## SOURCE RECORDS:
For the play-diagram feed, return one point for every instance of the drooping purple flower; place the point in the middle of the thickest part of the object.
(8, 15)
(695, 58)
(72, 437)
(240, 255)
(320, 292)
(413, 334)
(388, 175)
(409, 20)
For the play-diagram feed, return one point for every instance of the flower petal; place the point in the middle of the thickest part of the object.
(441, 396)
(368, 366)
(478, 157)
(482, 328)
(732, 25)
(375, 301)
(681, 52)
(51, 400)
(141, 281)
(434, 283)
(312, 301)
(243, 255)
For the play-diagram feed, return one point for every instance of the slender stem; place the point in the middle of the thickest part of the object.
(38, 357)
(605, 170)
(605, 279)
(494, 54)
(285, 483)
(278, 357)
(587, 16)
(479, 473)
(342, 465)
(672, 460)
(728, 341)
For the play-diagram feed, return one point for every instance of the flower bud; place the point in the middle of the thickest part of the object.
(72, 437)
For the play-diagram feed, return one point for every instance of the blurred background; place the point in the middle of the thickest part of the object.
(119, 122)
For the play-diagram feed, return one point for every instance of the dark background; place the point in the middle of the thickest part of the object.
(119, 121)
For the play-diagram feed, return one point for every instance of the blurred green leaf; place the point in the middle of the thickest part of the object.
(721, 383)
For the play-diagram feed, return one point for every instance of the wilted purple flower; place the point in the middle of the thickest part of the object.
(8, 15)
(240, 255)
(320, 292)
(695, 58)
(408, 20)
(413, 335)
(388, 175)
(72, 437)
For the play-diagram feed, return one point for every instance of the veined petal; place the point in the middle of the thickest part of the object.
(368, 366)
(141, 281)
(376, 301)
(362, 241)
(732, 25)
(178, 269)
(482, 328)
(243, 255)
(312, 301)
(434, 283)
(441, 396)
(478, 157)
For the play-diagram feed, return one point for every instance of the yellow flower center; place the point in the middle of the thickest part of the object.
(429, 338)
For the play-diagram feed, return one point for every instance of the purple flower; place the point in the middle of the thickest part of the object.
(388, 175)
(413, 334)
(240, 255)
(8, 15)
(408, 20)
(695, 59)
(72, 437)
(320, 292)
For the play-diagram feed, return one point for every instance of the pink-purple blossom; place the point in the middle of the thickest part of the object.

## DIRECTIONS:
Set down the data once more, word for word.

## EXERCISE RESPONSE:
For the play-diagram feed, return one point for every instance of the drooping purple flower; place the point in the middle of the thickest part of the object.
(8, 15)
(695, 58)
(72, 437)
(240, 255)
(320, 292)
(413, 334)
(388, 175)
(409, 20)
For the play-diagram feed, return one point for every instance of the flower petal; place the point in the middle of the thickest part of the object.
(441, 396)
(368, 366)
(478, 157)
(482, 328)
(732, 25)
(375, 301)
(681, 52)
(51, 400)
(141, 281)
(434, 283)
(312, 301)
(243, 255)
For the play-diagram feed, return one point for every instance of the slender stem; place the point in the middle of the thickest part of the object.
(38, 357)
(605, 170)
(605, 279)
(494, 54)
(285, 483)
(278, 357)
(587, 16)
(479, 473)
(342, 465)
(672, 460)
(728, 341)
For the play-diagram feed, return one point for every instance of the flower bud; place the point in the middle of the thickest part of the object.
(72, 437)
For the play-diagram feed, return one point for every instance of the blurred background; place the point in the middle of the thickest part of the object.
(119, 122)
For the play-diagram feed, return one point for every instance of the dark background; place the point in the middle of the thickest part of the object.
(119, 121)
For the play-diagram feed, return one point for every instance of the blurred green leaf; place the point in the middle of the thickest part of the object.
(721, 383)
For the play-diagram feed, return one point for every instance of the wilted purple flower; place the point in the middle of the thickest part of the object.
(8, 15)
(240, 255)
(320, 292)
(695, 58)
(408, 20)
(413, 335)
(388, 175)
(72, 437)
For the play-diagram feed, return one point for every instance of the veined petal; place the point in the middle of the thickest part of the object.
(368, 366)
(141, 281)
(376, 301)
(362, 241)
(732, 25)
(178, 269)
(482, 328)
(243, 255)
(312, 301)
(434, 283)
(441, 396)
(478, 157)
For the play-diagram feed, return one point for every instance of the yellow flower center; place the point in the middle of the thickest part of the object.
(429, 338)
For the play-diagram feed, return one point for every instance of the purple flower; place the point in the middle of the thickest part of the object.
(388, 175)
(413, 334)
(240, 255)
(8, 15)
(408, 20)
(695, 59)
(72, 437)
(320, 292)
For the play-diagram feed, return one point for every instance of the pink-purple blossom; place the point in the middle of the thickest part of the object.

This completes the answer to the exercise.